## BEGIN

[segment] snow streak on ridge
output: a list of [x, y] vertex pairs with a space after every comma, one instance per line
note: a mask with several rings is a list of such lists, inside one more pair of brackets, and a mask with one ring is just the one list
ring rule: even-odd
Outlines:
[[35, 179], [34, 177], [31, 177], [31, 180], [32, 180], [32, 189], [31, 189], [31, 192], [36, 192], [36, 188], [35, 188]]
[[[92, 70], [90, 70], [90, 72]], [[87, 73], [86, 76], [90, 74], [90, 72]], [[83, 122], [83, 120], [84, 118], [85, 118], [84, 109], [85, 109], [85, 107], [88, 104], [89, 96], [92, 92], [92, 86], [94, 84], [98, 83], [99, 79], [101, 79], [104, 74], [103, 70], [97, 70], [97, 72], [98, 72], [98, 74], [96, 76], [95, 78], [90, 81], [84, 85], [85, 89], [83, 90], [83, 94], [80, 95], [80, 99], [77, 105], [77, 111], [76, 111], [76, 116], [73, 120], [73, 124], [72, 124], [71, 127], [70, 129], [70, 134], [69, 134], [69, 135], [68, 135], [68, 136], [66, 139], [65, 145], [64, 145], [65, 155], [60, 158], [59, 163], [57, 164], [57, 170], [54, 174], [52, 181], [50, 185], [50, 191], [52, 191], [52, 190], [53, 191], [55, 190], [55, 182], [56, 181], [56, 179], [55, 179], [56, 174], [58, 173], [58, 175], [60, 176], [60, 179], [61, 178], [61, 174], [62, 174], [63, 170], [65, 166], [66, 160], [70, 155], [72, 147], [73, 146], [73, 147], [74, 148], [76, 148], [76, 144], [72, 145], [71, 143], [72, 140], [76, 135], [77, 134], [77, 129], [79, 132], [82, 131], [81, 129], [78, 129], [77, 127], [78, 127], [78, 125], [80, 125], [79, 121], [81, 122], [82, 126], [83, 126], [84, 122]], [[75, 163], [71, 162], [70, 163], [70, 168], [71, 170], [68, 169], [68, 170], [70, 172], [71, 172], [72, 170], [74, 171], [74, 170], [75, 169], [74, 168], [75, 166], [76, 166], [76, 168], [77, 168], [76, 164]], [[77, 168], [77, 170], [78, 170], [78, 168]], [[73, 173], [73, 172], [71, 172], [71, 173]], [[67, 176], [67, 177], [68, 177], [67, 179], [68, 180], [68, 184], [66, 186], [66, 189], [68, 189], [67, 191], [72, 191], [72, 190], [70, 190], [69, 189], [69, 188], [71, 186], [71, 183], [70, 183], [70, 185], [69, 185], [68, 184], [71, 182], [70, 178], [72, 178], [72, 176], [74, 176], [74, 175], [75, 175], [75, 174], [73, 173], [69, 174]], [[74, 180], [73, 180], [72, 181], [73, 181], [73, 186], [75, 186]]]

## END

▶ Brief
Copy out every line of the material above verbatim, leaving each character unchanged.

▶ Solution to this task
[segment] snow streak on ridge
output: a list of [x, y] vertex pairs with a space after every comma, one instance per line
note: a mask with several rings is a list of such lists, inside one more pair of brackets, and a mask with one ring is just the one list
ring rule: even-odd
Outlines:
[[35, 179], [34, 177], [31, 177], [31, 180], [32, 180], [32, 189], [31, 189], [31, 192], [36, 192], [36, 188], [35, 188]]
[[[92, 70], [90, 70], [90, 72]], [[87, 73], [86, 76], [90, 74], [90, 72]], [[83, 122], [83, 120], [84, 118], [85, 118], [84, 109], [85, 109], [85, 107], [88, 104], [89, 96], [92, 92], [92, 86], [94, 84], [98, 83], [99, 79], [101, 79], [104, 74], [103, 70], [97, 70], [97, 72], [98, 72], [98, 74], [96, 76], [95, 78], [90, 81], [84, 85], [85, 89], [83, 90], [83, 94], [80, 95], [80, 99], [77, 105], [77, 111], [76, 111], [76, 116], [73, 120], [73, 124], [72, 124], [71, 127], [70, 129], [70, 134], [69, 134], [69, 135], [68, 135], [68, 136], [66, 139], [65, 145], [64, 145], [65, 155], [60, 158], [59, 163], [57, 164], [57, 170], [54, 174], [52, 181], [50, 185], [50, 191], [52, 191], [52, 190], [53, 191], [55, 190], [55, 182], [56, 181], [56, 179], [55, 179], [56, 174], [58, 173], [58, 175], [60, 176], [60, 179], [61, 178], [61, 174], [62, 174], [63, 170], [65, 166], [66, 160], [70, 155], [72, 147], [73, 146], [73, 147], [74, 148], [76, 148], [76, 144], [72, 145], [71, 143], [72, 140], [76, 135], [77, 134], [77, 129], [79, 132], [82, 131], [81, 129], [78, 129], [77, 127], [78, 127], [78, 125], [80, 125], [79, 121], [81, 122], [82, 126], [83, 126], [84, 122]], [[75, 163], [71, 162], [70, 163], [70, 168], [71, 170], [68, 169], [68, 170], [70, 172], [71, 172], [72, 170], [74, 171], [74, 170], [75, 169], [74, 168], [75, 166], [76, 166], [76, 168], [77, 168], [76, 164]], [[77, 168], [77, 170], [78, 170], [78, 168]], [[73, 173], [73, 172], [71, 172], [71, 173]], [[67, 176], [67, 177], [68, 177], [67, 179], [68, 180], [68, 184], [66, 186], [66, 189], [68, 189], [67, 191], [72, 191], [72, 190], [70, 190], [69, 189], [69, 188], [71, 186], [71, 183], [70, 183], [70, 185], [69, 185], [68, 184], [71, 182], [70, 178], [72, 178], [72, 176], [74, 176], [74, 175], [75, 175], [75, 174], [73, 173], [69, 174]], [[74, 180], [73, 180], [72, 181], [73, 181], [73, 186], [75, 186]]]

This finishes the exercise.